=== DOCUMENT SOURCE ===

SORTIE CINÉ – Plus le temps passe, plus la nostalgie gagne du terrain. Même à 40 ans, l'âge de Nicolas Bedos, réalisateur d'un joli deuxième film mélancolique et romantique, La Belle Époque, qui sort dans les salles ce mercredi 6 novembre après avoir été ovationné au dernier Festival de Cannes, où il avait été présenté hors-compétition.

Victor (Daniel Auteuil), auteur de BD à succès dans les années 80 et dessinateur de presse dont le journal n'existe désormais que sur Internet, est un sexagénaire désabusé, dépassé par la vitesse du progrès technologique et des transformations de la société, qui refuse d'avoir un téléphone portable. Au contraire sa femme (Fanny Ardant), psychiatre, s'adapte à la vie moderne, le trouve ennuyeux, le trompe avec le directeur du journal qui l'a viré, et décide de le quitter.

=== DONNÉES FOURNIES ===

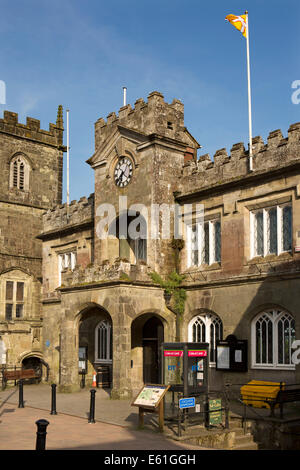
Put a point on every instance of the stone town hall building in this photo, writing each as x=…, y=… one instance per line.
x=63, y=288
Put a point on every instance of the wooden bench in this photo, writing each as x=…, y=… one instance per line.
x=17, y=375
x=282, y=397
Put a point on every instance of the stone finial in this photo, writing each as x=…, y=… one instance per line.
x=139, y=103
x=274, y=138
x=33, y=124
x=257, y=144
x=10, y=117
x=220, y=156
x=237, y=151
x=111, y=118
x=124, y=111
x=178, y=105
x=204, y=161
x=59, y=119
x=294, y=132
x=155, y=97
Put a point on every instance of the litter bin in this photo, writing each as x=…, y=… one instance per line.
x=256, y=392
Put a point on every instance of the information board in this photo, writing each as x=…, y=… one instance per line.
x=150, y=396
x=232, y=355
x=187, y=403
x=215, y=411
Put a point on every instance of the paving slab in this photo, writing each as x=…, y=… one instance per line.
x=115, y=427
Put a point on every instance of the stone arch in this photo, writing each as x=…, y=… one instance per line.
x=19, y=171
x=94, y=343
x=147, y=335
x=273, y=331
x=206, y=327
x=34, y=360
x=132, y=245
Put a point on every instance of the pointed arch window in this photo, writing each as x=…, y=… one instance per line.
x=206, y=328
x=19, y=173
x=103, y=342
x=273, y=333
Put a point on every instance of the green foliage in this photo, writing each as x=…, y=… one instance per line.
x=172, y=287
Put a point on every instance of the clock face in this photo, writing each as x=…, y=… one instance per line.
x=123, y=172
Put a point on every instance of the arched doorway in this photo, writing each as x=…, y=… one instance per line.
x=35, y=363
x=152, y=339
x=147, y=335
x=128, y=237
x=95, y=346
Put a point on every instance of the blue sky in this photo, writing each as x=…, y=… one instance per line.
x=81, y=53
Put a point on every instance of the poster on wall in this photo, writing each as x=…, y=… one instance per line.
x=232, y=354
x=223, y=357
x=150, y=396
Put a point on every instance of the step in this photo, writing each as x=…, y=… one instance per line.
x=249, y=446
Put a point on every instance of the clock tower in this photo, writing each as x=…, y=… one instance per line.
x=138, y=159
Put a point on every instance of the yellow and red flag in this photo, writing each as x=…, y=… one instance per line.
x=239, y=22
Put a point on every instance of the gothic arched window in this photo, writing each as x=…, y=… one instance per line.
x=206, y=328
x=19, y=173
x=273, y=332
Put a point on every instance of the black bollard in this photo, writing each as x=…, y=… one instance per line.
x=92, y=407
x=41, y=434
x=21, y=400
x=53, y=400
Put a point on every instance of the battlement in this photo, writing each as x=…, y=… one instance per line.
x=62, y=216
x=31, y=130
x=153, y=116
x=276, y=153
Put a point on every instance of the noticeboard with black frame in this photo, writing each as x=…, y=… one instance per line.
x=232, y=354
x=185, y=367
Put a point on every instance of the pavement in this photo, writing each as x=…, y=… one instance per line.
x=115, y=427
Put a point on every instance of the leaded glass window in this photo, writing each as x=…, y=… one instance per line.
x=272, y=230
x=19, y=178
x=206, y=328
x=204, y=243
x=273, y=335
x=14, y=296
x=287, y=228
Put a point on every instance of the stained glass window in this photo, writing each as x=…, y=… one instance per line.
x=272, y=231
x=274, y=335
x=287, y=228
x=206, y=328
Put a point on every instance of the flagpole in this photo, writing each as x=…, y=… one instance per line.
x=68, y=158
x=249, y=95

===
=== DONNÉES FOURNIES ===

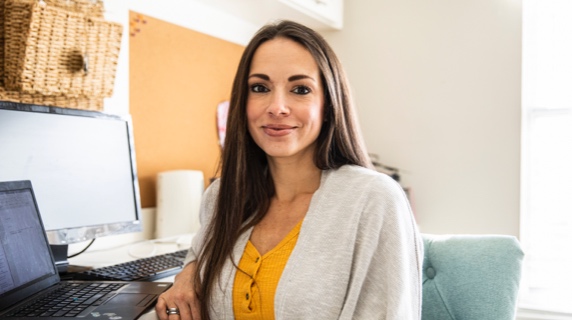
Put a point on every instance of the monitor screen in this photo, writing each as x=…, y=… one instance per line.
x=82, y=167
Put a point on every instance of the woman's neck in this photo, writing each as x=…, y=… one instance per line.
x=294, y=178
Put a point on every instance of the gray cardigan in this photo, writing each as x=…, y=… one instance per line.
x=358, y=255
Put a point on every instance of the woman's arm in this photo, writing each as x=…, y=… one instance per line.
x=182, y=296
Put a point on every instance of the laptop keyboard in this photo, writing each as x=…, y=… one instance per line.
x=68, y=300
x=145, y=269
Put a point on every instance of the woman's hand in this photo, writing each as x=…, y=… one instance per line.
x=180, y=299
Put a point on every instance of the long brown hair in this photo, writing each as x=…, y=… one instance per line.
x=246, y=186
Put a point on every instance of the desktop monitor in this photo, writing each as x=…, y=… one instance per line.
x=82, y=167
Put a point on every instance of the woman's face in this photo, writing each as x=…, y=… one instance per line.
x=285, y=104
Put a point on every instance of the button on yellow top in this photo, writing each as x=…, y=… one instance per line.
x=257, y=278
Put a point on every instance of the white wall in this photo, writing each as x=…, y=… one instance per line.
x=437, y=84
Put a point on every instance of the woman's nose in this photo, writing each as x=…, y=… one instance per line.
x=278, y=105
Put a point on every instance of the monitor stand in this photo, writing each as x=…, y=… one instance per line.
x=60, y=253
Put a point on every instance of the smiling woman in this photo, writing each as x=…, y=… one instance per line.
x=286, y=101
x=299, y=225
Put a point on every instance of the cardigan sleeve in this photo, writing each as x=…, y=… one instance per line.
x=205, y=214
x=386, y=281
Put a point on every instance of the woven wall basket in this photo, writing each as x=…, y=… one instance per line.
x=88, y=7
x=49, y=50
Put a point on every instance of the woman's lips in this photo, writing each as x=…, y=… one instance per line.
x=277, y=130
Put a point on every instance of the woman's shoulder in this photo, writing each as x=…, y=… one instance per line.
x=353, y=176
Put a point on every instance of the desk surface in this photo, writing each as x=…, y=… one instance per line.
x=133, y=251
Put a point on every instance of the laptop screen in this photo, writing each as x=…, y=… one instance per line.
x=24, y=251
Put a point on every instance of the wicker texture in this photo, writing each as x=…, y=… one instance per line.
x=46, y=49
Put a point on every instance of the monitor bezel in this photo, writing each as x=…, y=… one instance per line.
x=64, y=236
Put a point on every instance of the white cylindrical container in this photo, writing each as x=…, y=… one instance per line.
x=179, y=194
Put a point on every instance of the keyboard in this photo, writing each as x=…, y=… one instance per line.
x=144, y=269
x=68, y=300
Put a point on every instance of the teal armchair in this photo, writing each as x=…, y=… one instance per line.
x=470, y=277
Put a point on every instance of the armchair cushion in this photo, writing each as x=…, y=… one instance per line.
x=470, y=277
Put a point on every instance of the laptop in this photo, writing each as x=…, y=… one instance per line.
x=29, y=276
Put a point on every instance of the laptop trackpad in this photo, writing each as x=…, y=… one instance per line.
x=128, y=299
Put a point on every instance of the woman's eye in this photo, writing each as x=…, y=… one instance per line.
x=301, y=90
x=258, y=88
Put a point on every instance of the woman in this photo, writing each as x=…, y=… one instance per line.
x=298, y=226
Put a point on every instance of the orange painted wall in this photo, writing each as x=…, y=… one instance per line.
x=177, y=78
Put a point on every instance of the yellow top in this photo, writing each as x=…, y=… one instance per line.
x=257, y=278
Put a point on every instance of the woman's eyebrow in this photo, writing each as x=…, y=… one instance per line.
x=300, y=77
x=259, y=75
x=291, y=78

===

# OBJECTIF DE L'EXERCICE
Recopiez fidèlement, dans l'article sur le film La Belle Époque présenté plus haut, le passage qui s'ouvre sur les mots contenant « Victor (Daniel Auteuil), auteur » et se ferme sur « de le quitter. ».

# CORRIGÉ CI-DESSOUS
Victor (Daniel Auteuil), auteur de BD à succès dans les années 80 et dessinateur de presse dont le journal n'existe désormais que sur Internet, est un sexagénaire désabusé, dépassé par la vitesse du progrès technologique et des transformations de la société, qui refuse d'avoir un téléphone portable. Au contraire sa femme (Fanny Ardant), psychiatre, s'adapte à la vie moderne, le trouve ennuyeux, le trompe avec le directeur du journal qui l'a viré, et décide de le quitter.